PROVIDED MATERIAL |
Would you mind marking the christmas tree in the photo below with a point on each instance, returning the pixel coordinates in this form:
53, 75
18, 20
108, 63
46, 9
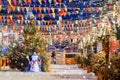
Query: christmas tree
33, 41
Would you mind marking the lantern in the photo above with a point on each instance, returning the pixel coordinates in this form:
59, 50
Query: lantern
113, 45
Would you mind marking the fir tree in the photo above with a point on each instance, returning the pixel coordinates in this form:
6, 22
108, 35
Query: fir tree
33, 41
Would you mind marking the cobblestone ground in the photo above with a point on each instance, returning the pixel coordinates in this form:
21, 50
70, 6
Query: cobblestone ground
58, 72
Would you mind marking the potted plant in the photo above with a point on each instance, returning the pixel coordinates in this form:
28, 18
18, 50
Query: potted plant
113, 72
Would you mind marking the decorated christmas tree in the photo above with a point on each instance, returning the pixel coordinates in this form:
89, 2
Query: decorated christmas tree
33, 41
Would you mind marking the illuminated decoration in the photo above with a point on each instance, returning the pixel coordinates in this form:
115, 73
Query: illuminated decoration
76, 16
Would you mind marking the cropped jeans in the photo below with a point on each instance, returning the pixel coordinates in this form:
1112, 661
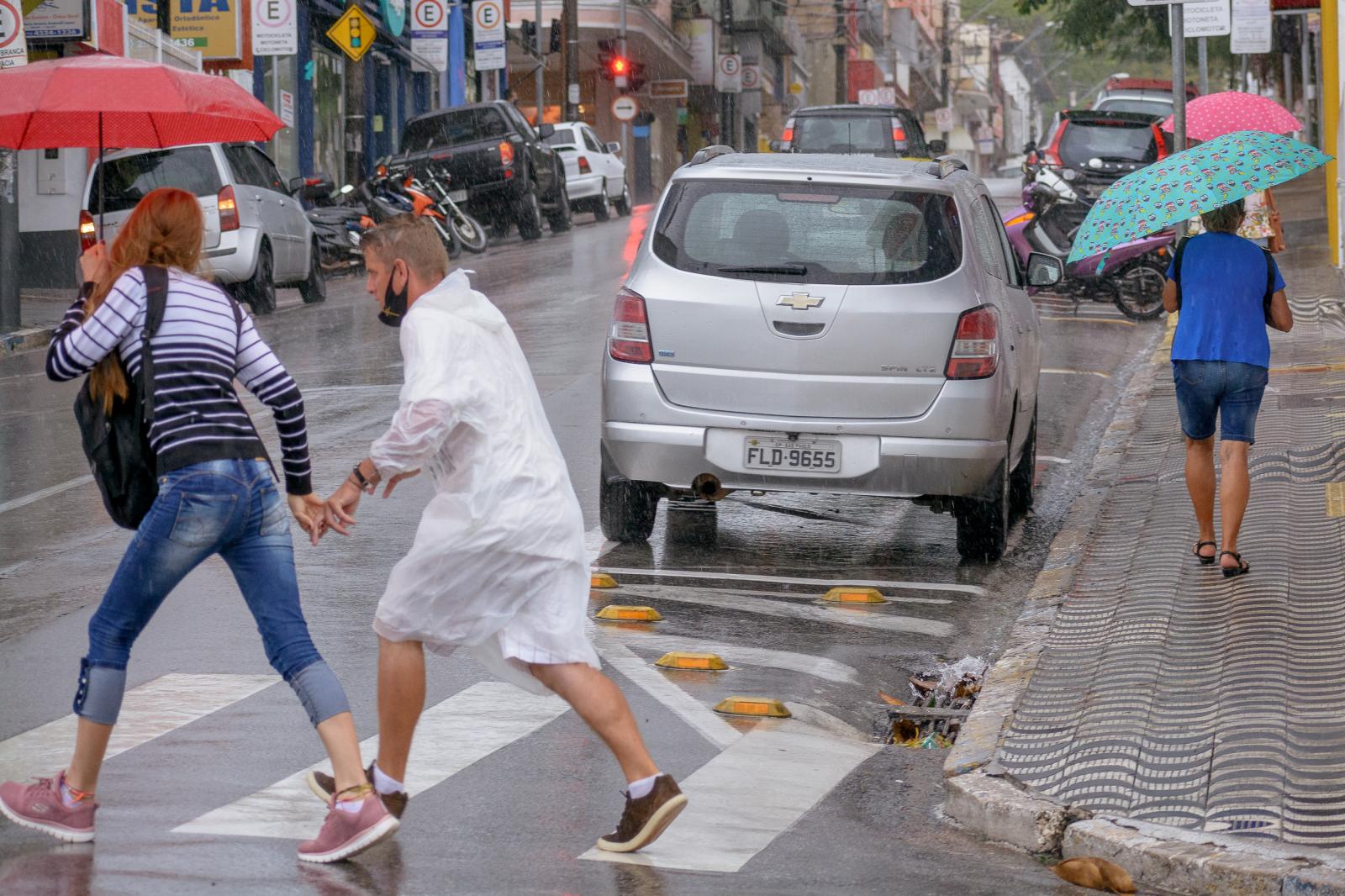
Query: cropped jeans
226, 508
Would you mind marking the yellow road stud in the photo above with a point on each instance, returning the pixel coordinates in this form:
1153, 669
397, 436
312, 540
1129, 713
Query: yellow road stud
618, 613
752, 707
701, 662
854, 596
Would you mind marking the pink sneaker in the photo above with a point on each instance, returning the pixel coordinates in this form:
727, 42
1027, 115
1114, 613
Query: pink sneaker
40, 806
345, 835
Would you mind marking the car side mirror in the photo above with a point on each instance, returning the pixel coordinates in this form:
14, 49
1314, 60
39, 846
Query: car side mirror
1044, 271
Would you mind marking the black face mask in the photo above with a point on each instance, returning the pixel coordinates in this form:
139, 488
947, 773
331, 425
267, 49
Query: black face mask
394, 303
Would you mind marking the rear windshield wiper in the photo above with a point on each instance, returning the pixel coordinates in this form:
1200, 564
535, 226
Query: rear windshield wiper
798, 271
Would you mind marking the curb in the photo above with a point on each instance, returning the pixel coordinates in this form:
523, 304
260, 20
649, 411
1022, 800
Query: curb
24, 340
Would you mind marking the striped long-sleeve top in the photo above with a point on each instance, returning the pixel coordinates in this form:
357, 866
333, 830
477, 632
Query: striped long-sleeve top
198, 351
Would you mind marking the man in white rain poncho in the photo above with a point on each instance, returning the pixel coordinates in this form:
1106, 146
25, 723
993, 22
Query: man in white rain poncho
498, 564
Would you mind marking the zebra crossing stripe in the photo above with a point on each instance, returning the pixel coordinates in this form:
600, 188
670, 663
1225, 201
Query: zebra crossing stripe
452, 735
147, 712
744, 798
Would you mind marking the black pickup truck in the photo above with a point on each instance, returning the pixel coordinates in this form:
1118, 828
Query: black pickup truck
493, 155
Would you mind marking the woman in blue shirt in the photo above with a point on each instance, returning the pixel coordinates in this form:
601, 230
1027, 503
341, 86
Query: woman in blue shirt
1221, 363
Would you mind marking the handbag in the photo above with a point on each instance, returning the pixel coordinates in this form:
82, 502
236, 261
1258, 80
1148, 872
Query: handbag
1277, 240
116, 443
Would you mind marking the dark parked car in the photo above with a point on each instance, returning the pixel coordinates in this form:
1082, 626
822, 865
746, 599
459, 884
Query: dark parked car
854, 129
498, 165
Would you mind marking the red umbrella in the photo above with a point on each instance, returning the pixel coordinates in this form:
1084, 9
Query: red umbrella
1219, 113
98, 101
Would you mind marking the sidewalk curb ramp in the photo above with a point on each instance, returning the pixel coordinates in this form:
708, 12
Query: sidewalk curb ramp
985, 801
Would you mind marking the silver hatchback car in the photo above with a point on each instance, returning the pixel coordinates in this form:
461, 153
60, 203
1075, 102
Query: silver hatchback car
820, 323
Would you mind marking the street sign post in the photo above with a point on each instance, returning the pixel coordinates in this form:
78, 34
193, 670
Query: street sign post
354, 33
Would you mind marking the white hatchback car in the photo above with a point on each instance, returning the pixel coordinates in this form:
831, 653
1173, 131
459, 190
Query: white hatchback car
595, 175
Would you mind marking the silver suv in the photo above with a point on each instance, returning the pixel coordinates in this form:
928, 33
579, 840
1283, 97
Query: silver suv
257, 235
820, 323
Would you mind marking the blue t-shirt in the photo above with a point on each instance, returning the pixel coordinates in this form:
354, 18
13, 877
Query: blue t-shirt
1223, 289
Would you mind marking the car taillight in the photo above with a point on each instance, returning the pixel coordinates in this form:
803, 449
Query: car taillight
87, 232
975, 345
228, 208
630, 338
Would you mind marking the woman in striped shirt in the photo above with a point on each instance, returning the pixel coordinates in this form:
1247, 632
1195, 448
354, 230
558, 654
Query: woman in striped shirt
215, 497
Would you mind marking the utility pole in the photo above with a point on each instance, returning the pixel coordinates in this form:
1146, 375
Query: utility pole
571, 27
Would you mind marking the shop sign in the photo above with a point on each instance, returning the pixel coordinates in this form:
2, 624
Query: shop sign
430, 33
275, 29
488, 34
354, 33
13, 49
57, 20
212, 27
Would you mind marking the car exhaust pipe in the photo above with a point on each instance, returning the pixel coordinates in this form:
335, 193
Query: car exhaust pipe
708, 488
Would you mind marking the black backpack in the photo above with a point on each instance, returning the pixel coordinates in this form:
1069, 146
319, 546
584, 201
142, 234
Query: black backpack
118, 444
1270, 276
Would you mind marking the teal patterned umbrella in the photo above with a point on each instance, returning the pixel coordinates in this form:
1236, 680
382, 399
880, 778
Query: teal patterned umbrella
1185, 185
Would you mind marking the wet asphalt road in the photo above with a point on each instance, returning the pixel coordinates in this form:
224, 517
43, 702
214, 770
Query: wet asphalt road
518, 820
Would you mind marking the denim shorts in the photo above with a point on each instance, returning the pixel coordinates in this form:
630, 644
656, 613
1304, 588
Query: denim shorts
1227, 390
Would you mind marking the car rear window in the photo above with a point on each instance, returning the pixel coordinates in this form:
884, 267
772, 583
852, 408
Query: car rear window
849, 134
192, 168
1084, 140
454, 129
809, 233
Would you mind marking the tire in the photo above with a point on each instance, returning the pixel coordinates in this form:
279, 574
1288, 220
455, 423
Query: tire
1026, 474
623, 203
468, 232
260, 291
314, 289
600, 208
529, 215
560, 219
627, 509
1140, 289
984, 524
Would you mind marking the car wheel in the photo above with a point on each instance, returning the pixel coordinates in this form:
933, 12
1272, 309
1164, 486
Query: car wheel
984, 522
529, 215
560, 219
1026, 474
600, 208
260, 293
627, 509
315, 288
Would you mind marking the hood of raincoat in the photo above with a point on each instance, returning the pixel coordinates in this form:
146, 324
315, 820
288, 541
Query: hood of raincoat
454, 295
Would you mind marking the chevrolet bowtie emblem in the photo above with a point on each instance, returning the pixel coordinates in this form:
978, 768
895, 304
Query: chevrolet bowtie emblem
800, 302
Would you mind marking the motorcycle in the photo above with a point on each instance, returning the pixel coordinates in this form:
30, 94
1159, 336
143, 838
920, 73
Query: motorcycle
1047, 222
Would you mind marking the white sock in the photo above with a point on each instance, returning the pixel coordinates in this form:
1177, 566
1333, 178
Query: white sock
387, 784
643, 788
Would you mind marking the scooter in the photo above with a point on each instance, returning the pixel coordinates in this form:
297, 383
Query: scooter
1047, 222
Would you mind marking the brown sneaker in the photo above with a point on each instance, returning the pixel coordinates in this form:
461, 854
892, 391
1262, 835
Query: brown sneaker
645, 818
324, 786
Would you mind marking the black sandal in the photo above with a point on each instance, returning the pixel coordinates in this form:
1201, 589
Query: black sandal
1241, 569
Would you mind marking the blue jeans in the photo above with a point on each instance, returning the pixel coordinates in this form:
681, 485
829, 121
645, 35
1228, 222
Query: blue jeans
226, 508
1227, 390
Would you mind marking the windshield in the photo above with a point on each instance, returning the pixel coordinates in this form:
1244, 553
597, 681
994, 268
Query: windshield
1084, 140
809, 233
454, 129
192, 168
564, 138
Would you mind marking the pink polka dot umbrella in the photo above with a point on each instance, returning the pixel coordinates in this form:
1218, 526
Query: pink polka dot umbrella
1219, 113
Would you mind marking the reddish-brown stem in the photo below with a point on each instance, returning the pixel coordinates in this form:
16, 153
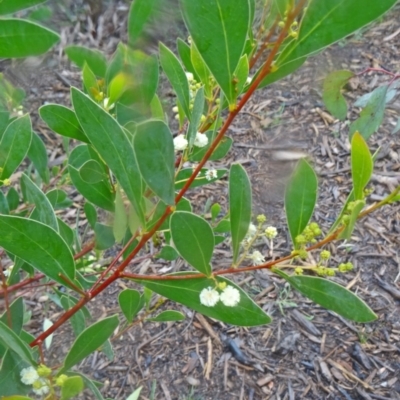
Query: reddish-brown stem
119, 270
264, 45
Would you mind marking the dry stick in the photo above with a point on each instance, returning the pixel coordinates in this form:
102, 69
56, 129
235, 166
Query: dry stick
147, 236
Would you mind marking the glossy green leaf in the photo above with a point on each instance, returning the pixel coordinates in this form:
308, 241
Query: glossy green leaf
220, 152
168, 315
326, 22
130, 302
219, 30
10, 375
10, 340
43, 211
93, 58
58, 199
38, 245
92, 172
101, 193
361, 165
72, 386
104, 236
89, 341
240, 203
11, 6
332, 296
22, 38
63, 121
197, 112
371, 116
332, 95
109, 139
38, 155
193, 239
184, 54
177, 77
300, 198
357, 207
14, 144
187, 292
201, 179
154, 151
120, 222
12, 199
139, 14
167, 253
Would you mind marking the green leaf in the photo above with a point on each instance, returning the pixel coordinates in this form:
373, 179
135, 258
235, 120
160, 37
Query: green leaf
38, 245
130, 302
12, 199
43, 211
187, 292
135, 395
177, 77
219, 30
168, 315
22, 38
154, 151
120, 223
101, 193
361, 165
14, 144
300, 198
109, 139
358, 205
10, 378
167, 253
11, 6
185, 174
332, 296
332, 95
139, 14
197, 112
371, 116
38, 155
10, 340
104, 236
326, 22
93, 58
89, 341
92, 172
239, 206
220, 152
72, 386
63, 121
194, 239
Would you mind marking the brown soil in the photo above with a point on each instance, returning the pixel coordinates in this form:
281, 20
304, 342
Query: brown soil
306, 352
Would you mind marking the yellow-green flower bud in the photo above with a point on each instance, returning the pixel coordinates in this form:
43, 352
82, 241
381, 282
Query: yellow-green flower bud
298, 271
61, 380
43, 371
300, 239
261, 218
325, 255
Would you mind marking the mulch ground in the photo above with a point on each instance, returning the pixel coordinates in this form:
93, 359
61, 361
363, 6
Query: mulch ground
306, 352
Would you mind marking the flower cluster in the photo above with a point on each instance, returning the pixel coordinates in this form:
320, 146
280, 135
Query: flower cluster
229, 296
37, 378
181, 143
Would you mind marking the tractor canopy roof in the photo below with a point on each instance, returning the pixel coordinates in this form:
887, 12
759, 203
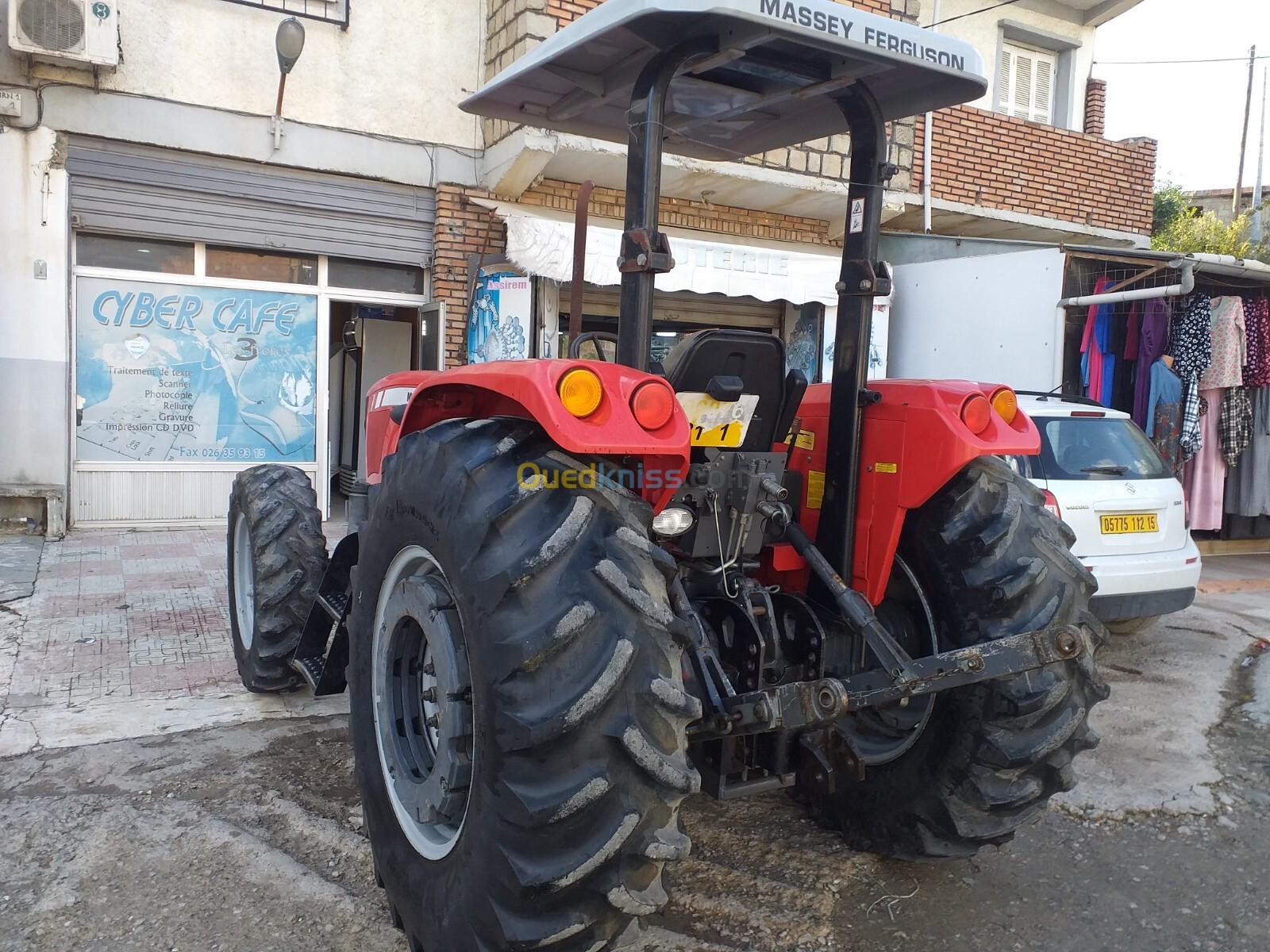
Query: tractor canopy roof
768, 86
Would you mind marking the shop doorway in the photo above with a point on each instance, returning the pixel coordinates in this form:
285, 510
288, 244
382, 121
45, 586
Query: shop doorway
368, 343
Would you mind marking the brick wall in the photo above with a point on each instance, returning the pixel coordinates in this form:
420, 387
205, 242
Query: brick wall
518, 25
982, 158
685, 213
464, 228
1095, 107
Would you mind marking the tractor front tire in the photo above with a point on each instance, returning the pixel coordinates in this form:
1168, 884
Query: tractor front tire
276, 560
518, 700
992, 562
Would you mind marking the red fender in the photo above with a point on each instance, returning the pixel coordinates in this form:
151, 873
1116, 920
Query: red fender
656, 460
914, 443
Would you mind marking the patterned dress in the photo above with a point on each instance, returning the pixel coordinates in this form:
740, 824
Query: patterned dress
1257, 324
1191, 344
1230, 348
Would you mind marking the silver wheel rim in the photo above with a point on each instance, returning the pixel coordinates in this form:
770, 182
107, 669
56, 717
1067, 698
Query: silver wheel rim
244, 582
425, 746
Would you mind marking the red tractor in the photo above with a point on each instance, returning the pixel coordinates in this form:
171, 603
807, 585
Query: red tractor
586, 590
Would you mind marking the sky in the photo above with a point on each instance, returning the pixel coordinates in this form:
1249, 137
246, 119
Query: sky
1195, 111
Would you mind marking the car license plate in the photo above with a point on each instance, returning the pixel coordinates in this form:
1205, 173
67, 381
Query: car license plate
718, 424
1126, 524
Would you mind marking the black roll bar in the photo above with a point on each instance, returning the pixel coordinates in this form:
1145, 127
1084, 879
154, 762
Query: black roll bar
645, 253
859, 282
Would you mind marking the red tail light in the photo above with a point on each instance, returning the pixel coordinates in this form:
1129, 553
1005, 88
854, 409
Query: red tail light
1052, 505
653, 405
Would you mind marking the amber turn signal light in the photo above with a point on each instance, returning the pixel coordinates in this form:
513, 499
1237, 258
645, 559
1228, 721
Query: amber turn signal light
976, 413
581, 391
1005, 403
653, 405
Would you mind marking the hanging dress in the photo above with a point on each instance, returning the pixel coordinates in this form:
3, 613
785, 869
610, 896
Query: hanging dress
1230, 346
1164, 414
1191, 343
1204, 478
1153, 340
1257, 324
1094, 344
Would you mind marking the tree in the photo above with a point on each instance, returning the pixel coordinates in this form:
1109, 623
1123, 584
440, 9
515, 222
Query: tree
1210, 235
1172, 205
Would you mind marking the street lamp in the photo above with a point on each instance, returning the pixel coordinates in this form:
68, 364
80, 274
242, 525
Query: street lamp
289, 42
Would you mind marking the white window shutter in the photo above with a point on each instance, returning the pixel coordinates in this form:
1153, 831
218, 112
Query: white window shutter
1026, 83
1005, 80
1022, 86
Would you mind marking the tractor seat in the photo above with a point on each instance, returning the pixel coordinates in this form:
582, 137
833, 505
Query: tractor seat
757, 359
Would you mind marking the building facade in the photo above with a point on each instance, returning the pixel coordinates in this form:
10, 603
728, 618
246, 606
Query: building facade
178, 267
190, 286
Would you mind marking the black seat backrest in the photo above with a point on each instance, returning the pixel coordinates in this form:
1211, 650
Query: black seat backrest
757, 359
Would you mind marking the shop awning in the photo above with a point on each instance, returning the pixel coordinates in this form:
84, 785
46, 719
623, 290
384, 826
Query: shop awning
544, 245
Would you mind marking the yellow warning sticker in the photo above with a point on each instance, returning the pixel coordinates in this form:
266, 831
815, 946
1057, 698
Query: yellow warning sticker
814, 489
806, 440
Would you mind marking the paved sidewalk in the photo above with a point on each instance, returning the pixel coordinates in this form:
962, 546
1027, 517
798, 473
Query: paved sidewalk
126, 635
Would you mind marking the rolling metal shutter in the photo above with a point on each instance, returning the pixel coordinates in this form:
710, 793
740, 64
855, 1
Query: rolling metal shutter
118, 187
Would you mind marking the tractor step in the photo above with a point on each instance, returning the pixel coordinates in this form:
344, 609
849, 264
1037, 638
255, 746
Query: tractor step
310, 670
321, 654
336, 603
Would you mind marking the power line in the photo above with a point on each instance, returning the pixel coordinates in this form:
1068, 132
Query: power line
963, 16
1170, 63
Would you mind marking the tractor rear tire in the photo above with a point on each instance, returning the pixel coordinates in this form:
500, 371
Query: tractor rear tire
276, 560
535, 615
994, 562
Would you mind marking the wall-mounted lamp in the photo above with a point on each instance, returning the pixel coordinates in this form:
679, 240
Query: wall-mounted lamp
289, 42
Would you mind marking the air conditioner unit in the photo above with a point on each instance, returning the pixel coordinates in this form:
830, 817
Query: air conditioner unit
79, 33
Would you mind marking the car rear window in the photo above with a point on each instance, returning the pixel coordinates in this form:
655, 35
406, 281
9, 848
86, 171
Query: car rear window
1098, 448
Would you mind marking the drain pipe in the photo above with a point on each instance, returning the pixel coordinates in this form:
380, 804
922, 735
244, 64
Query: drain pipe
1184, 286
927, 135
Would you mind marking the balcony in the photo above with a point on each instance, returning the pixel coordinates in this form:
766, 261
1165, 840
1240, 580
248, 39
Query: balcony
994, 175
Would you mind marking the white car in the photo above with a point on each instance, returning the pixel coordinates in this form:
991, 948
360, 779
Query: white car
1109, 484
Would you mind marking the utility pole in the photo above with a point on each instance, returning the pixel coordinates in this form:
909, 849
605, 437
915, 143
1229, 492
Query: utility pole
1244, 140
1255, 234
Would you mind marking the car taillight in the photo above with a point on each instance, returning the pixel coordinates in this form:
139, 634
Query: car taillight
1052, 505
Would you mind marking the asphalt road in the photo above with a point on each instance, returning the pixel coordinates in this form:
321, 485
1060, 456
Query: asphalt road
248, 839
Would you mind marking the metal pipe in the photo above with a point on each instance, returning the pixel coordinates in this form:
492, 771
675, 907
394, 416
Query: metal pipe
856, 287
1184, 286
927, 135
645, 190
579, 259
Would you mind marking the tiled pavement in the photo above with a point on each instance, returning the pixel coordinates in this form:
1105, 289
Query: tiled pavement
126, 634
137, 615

WORK TO BE COMPLETED |
The task calls for every line of the material that contains the string "below".

PROBLEM SOLUTION |
Would you mind marking the christmas tree in the photo below with a point on each instance, returning the pixel coordinates in this form:
Would you mind marking the cropped jeans in the photo below with a point on each instance, returning the pixel coordinates in this form:
Would you mind marking the reddish-brown stem in the photo below with a point on each instance, returning the pixel coordinates in this form:
Would you mind marking the tractor canopy roof in the photo below with a point on each instance, returning the pixel coordinates in this form:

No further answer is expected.